DotSlashZero

Understanding Character/String Literals in C/C++

In the latest published standard of C (ISO/IEC 9899:2011) and C++ (ISO/IEC 14882:2011), there are new character literal types introduced, these standards now give us 5 different character literal types. These are the following:

  1. char literal type (surrounded by single quotes, e.g. 'A').
  2. wchar_t literal type (surrounded by single quotes with L prefix, e.g. L'A').
  3. multi-character literal type (like char literal type, but has two characters instead, e.g. 'ABCD').
  4. char16_t literal type (surrounded by single quotes with u prefix, e.g. u'A').
  5. char32_t literal type (surrounded by single quotes with U prefix, e.g. U'A').

In addition to that, the standard has also added new string literal types. The following are ways to create string literal types in C11/C++11:

  1. char string literal type (surrounded by double quotes, e.g. "ABC").
  2. wchar_t string literal type (surrounded by double quotes with L prefix, e.g. L"ABC").
  3. UTF-8 string literal type (surrounded by double quotes with u8 prefix, e.g. u8"ABC"). This string literal’s character type is char, so to reference this literal, the variable must be of type const char*.
+ + + +
Say whether each statement agrees with the page on C/C++ character and string literals, answering yes or no and quoting the deciding words. 1. A wchar_t character literal takes an L prefix. 2. A UTF-8 string literal has char16_t as its character type. 3. A char32_t character literal takes a lowercase u prefix.
+ + + +
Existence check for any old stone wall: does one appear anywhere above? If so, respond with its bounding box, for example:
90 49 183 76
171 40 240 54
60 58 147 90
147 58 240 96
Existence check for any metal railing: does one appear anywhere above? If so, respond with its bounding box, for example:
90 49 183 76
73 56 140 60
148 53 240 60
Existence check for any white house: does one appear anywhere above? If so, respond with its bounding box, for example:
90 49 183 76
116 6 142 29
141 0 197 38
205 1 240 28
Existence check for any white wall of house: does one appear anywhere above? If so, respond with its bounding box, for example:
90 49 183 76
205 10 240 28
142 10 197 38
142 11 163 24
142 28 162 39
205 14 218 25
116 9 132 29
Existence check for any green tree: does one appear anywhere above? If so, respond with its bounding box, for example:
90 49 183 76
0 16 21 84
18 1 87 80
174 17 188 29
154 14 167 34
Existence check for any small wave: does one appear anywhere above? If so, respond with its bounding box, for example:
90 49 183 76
+ + + +
RESULT OF THE TASK.
1. Yes: "surrounded by single quotes with L prefix, e.g. L'A'"
2. No: "This string literal’s character type is char"
3. No: "surrounded by single quotes with U prefix, e.g. U'A'"